» YOUR GOAL:
Answer these questions using the text on private data in research:
1. At which meeting was the verbal intervention originally delivered, and in what year?
2. Where does the confidential micro data used in the paper come from?
3. According to the section headed "On the social value of privately held data," the research benefits of data access typically grow non-linearly in what?

[EXCERPT TO READ Boundary: Start]

On the role of private data in research

Note: this is a reposted version of a verbal intervention at the Economic Policy Panel meeting in 2021 discussing some institutional considerations in light of research work that was presented that leverages private data for research.

The COVID-19 pandemic led to an unprecedented economic policy response across much of the world. A broad range of conventional and unconventional economic policy instruments were deployed and the research community will spend the next years parsing through the wealth of research questions that can be studied through the data generated by these policy interventions. The present paper is a nice illustration of the type of research that can be carried out in a real-time fashion. It is the first and foremost a cleanly executed descriptive analysis leveraging confidential micro data from one of Spain’s largest banks. Motivated by concerns about COVID-19’s impact on inequality, it suggests that the significant expansion of government transfers mostly offset income losses that arose due to the public health crisis. The authors carefully document how the fiscal response in Spain notably limited the first-order negative impacts on income and, to a significant extent, on inequalities in particular among the young, foreign-born and individuals residing in regions dependent on tourism. While a lot of important auxiliary questions cannot be studied with the data available, for example, on the extent to which the fiscal support measures interact with highly dual labour markets—due to the lack of auxiliary information on the individual bank account holders, it nevertheless provides a glimpse of the type of work that private data enable researchers to carry out in the future. This, however, raises questions going beyond this particular contribution.

1. On the social value of privately held data

The pandemic highlighted notable deficiencies across countries in their ability to draw on data to arrive at real-time evidence to inform policy-making. Much of this data is increasingly controlled by private firms, which raises important questions about whether the underlying data resources are underutilized resulting in inefficiently low levels of production of knowledge public goods. Such knowledge public goods could have broad societal benefit, but may yield little monetary benefit to the respective data owners, who may simply lack the human capital required to carry out basic research. The present paper captures an interesting use case in which researchers from universities teamed up with economists within a bank to conduct important cutting edge timely research. But it also highlights a central challenge: the research benefits of data access typically grow non-linearly in the ability to merge said data with other data sources. Developing an institutional environment and positive incentives for private firms to donate and make accessible data for research use, while maintaining confidentiality and ensuring consent of individuals could prove an important avenue to boost a broad range of social and economic outcomes of the production of knowledge public goods.

[EXCERPT TO READ Boundary: End]
[DATA PROVIDED Boundary: Start]

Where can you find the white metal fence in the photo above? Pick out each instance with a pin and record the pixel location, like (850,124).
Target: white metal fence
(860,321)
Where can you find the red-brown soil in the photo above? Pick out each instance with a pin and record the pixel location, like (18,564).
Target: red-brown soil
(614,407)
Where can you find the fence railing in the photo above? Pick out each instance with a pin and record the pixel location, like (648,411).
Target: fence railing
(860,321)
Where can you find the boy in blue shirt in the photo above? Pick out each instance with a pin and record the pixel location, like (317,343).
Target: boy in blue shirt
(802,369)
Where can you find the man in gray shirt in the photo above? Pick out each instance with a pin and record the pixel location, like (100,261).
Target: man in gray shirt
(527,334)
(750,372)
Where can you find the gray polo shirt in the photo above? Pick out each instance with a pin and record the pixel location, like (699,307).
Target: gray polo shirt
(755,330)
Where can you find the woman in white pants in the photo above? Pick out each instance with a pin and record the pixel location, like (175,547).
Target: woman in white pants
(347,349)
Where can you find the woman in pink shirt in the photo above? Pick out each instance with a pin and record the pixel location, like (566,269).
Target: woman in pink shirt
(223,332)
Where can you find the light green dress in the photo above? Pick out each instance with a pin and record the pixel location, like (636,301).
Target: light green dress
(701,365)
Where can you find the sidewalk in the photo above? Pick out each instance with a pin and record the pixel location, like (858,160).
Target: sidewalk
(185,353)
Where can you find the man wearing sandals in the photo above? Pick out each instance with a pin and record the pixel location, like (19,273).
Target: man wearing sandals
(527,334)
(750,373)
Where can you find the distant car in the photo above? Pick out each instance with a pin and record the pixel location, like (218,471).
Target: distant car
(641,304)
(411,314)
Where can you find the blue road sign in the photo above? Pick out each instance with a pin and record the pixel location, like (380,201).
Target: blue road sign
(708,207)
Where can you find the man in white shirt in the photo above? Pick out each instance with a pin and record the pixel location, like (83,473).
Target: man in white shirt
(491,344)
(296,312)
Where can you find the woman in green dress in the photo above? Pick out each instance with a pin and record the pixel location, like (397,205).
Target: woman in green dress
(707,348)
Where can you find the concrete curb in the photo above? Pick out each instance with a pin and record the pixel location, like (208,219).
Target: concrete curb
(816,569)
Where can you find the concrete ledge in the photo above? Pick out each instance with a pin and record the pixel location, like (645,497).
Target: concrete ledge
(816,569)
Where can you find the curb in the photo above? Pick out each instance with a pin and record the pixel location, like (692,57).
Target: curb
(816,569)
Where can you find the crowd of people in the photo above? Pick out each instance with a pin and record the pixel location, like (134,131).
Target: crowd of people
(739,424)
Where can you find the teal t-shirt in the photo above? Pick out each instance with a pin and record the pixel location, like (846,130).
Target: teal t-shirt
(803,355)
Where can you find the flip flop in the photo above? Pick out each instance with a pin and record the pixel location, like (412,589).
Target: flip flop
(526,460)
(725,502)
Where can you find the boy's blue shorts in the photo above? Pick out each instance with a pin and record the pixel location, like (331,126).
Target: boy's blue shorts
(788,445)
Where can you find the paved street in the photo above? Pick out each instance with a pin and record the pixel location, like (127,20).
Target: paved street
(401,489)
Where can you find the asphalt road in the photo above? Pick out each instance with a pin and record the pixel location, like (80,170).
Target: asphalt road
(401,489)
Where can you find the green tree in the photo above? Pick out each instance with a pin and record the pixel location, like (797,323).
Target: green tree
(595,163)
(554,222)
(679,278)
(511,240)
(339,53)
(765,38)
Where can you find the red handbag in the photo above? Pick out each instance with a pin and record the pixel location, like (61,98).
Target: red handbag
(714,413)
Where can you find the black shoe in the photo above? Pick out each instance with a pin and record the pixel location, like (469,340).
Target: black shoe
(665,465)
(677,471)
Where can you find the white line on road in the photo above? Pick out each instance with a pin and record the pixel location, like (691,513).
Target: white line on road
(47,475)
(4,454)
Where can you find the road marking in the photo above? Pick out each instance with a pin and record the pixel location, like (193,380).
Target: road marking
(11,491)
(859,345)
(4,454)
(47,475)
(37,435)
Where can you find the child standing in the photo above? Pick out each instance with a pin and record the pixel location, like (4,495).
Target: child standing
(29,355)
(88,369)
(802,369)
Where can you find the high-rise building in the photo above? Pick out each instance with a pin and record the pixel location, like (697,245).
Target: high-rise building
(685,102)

[DATA PROVIDED Boundary: End]
[DATA PROVIDED Boundary: Start]

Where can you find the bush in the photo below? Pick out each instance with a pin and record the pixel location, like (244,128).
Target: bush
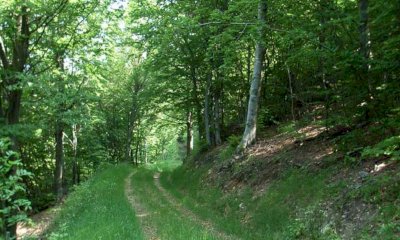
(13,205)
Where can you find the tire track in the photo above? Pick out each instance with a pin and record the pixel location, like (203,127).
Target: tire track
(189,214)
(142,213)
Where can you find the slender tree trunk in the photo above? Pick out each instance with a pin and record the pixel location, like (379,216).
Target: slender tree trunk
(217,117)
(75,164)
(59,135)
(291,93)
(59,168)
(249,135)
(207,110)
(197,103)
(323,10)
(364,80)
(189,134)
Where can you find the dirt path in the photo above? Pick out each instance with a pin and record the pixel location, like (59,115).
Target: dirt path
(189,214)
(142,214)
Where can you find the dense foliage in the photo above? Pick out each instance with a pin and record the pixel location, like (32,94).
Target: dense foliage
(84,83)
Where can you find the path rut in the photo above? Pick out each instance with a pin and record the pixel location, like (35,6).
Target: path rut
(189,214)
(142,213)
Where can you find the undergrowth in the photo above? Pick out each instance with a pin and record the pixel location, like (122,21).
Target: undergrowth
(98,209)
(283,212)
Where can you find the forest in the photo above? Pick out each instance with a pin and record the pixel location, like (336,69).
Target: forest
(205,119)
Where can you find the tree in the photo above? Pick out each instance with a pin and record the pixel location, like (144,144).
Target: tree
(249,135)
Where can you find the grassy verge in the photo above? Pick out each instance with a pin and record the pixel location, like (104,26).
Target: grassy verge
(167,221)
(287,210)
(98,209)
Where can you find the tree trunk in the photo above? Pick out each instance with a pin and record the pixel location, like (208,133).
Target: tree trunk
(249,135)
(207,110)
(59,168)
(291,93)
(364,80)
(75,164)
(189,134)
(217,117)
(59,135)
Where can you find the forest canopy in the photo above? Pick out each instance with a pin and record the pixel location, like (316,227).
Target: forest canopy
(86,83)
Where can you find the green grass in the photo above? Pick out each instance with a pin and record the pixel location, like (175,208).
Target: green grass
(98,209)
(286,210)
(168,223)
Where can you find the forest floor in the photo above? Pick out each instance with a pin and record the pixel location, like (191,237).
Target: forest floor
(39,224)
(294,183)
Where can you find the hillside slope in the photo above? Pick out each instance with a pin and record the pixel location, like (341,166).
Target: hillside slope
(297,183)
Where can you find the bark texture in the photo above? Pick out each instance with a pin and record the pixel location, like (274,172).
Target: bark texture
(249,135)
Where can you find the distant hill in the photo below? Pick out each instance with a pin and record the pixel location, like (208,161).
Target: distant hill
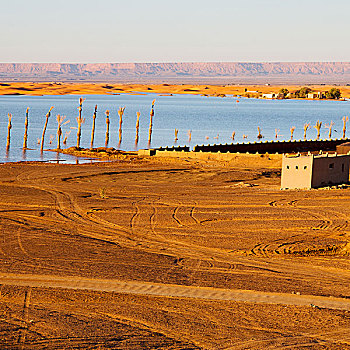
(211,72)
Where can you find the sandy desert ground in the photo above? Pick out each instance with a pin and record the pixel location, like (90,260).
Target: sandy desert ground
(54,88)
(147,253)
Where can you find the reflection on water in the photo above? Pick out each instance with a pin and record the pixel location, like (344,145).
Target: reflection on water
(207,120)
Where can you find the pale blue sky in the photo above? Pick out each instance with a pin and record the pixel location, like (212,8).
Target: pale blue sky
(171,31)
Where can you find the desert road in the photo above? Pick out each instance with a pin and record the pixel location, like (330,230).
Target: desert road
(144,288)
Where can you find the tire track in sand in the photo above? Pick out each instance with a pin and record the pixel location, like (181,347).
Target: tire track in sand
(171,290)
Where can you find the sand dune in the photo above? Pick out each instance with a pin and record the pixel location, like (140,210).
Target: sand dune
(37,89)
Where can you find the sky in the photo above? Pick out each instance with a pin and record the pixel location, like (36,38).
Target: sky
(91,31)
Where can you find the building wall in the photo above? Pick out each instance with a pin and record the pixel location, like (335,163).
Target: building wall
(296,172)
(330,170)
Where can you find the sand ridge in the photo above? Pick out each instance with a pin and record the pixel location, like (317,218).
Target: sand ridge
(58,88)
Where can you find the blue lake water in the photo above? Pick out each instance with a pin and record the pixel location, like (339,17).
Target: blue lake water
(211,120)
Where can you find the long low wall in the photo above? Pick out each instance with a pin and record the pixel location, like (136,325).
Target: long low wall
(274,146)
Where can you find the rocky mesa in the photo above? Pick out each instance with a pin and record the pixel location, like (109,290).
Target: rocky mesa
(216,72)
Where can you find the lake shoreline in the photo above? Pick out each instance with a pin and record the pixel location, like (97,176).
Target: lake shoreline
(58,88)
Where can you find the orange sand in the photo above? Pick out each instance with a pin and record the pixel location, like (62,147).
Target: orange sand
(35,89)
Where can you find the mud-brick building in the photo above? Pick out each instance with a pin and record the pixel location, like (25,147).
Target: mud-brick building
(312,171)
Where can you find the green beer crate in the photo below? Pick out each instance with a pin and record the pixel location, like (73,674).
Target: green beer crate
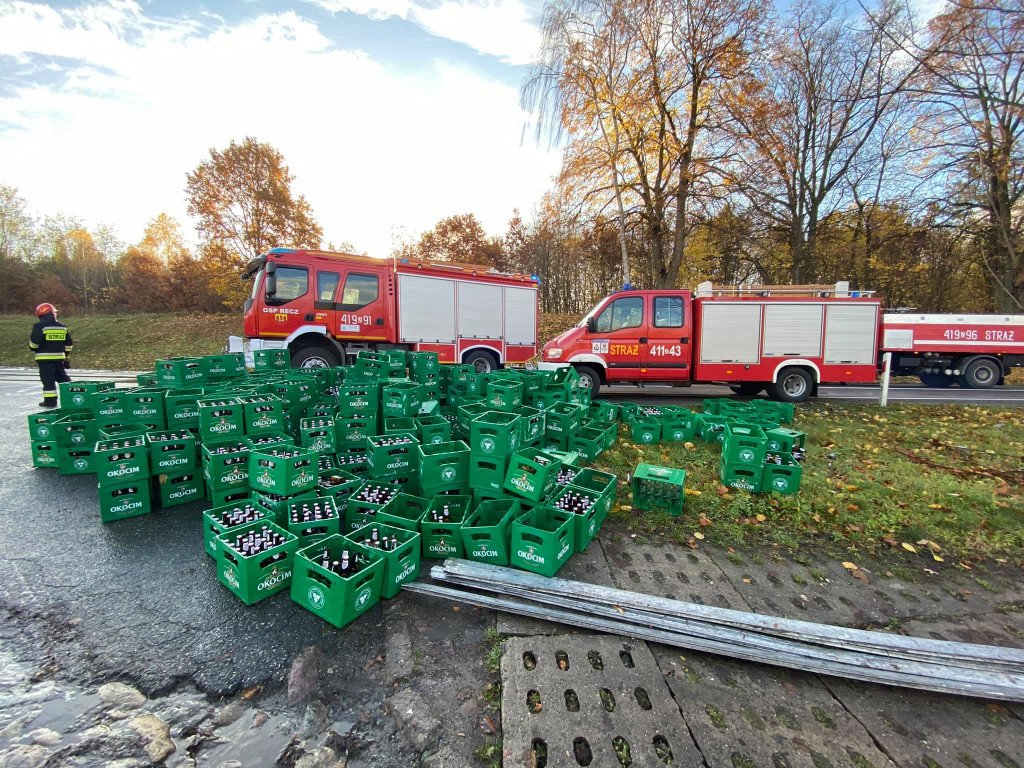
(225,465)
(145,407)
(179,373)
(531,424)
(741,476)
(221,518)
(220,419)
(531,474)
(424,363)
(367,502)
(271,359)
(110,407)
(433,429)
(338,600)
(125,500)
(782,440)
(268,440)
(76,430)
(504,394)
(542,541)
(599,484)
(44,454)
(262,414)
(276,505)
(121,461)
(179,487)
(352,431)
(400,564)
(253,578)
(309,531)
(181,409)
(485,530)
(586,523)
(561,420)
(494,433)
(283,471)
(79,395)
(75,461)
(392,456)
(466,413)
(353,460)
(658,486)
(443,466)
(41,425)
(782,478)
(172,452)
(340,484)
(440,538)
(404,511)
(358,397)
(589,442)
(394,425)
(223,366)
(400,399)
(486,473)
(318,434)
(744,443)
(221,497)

[DATA PROVIDED Boundary: End]
[DATA PROVIDED Boundary: Start]

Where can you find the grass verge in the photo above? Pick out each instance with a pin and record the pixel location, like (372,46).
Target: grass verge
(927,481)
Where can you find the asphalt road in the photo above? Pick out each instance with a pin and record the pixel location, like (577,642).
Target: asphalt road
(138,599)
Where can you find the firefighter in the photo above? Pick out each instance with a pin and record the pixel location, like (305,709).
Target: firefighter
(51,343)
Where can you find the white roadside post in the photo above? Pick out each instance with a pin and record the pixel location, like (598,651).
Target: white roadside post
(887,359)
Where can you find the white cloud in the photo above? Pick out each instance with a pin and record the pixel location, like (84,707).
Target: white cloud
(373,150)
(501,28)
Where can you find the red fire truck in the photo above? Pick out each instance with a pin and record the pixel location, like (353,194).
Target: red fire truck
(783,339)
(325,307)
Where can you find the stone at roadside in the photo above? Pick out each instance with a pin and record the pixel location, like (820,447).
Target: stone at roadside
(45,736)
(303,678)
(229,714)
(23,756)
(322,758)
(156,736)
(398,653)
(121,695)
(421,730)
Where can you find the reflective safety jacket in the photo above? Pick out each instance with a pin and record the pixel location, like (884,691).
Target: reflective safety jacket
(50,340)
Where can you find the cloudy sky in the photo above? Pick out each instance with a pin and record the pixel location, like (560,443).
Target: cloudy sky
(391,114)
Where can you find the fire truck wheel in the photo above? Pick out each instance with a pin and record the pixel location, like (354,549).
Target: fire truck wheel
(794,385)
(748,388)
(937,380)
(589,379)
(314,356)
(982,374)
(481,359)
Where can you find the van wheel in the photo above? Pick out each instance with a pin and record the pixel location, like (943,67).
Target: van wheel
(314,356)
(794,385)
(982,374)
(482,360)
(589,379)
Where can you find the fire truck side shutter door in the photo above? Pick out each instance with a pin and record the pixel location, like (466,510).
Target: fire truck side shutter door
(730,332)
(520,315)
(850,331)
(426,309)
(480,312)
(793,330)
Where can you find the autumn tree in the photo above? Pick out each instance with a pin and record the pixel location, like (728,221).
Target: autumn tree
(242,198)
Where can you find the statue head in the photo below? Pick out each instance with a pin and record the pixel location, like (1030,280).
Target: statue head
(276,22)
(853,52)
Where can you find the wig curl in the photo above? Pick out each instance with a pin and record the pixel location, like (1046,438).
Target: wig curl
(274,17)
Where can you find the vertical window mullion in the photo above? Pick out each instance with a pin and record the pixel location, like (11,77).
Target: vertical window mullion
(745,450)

[DATA PROVIDED Boundary: End]

» EXERCISE ANSWER:
1. The Economic Policy Panel meeting, in 2021.
2. One of Spain's largest banks.
3. The ability to merge the data with other data sources.